## SOURCE EXTRACT
==========
Power Continuity – Critical Data Centres Management
Data Centre Design at Day 1
A data centre is a controlled environment within which to conduct server-based operations. The data centre can be designed in two ways:
- A single-tenant Enterprise facility serving its own organisation
- A multi-tenant Colocation facility providing Cloud-based and/or ISP-type services
Whilst growth may be easier to forecast for an Enterprise data centre, this is not always the case with Colocation facilities.
These directly compete to sell services and virtualised server-space within a competitive market place.
Within either type of data centre, efficient floor area usage is of vital importance. The data centre will have been designed as a new build site or brown field refurbishment.
This is to house a maximum number of server cabinets or racks within the data hall area.
In most data centres, a raised access floor is used to provide cable and cooling to server cabinets.
==========
## RAW RECORDS

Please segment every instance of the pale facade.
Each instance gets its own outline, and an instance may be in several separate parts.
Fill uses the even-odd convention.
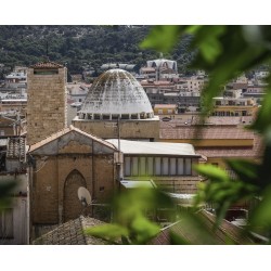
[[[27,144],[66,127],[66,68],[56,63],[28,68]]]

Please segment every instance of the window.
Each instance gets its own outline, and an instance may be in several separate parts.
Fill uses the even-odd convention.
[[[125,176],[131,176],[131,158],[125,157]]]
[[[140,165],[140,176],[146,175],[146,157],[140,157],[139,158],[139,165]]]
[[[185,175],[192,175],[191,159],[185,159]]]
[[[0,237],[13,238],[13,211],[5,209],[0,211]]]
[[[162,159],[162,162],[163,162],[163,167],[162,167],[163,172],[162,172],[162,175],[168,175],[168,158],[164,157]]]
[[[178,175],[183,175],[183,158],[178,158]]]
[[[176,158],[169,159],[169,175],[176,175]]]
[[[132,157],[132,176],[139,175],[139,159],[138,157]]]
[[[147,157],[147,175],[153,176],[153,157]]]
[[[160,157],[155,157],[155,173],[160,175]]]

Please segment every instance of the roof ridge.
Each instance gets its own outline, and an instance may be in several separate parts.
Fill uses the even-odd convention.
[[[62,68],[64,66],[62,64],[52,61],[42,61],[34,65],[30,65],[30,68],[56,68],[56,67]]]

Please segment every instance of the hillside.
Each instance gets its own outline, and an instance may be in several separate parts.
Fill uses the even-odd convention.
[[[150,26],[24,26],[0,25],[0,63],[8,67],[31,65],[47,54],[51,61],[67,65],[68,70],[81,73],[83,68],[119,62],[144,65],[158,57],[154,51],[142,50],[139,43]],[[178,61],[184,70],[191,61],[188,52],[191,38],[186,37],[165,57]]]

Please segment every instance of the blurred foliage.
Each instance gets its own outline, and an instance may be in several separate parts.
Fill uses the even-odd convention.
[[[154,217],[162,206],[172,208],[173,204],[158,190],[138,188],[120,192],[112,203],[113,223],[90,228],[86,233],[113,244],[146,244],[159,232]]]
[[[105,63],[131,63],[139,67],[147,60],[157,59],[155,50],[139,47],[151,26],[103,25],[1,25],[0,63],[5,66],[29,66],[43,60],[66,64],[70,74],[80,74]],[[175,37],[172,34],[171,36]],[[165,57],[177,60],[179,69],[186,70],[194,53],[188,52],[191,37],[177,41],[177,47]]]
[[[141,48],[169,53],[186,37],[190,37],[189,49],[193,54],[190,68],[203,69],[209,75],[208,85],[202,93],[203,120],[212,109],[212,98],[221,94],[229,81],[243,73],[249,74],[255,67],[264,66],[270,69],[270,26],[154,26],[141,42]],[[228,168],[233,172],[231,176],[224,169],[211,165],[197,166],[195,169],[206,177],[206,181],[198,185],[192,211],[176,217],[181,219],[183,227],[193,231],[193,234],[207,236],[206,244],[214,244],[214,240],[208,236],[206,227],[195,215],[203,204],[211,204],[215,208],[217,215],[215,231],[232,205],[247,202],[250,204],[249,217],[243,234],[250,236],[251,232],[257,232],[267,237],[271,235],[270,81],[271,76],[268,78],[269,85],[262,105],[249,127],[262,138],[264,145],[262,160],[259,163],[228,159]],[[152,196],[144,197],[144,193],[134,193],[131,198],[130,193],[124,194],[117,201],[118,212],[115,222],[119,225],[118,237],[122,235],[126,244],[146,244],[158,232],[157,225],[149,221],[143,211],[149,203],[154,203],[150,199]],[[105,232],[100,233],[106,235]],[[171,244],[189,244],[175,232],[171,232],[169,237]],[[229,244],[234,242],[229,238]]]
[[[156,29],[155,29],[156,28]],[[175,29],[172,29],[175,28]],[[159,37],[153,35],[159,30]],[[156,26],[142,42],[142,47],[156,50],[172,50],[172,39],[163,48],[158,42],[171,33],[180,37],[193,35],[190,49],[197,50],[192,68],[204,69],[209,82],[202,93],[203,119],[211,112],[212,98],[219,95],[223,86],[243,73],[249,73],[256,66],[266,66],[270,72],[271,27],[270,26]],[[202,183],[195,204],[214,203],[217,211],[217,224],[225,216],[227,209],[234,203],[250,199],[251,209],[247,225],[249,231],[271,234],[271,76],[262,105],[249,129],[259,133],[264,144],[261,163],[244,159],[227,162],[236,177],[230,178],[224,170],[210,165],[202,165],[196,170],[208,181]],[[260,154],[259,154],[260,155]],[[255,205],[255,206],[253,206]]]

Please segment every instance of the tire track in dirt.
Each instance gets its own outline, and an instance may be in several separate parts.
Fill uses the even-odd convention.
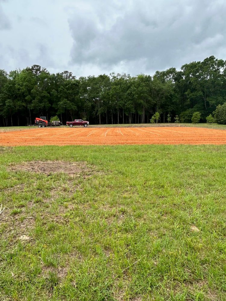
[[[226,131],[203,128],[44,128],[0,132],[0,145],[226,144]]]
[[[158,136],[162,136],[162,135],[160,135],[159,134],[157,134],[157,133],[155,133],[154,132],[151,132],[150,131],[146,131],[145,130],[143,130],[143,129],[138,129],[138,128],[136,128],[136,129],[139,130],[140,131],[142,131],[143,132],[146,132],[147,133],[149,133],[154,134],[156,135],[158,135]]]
==========
## STATED TASK 1
Answer these questions using the power continuity text:
(a) What are the two ways a data centre can be designed?
(b) For which type of data centre may growth be easier to forecast?
(c) What does a raised access floor provide to server cabinets in most data centres?
## STATED TASK 2
Please reproduce the power continuity text from "Power Continuity –" up to and including "data hall area.".

## FINAL RESULT 1
(a) As a single-tenant Enterprise facility serving its own organisation, or as a multi-tenant Colocation facility providing Cloud-based and/or ISP-type services.
(b) An Enterprise data centre.
(c) Cable and cooling.

## FINAL RESULT 2
Power Continuity – Critical Data Centres Management
Data Centre Design at Day 1
A data centre is a controlled environment within which to conduct server-based operations. The data centre can be designed in two ways:
- A single-tenant Enterprise facility serving its own organisation
- A multi-tenant Colocation facility providing Cloud-based and/or ISP-type services
Whilst growth may be easier to forecast for an Enterprise data centre, this is not always the case with Colocation facilities.
These directly compete to sell services and virtualised server-space within a competitive market place.
Within either type of data centre, efficient floor area usage is of vital importance. The data centre will have been designed as a new build site or brown field refurbishment.
This is to house a maximum number of server cabinets or racks within the data hall area.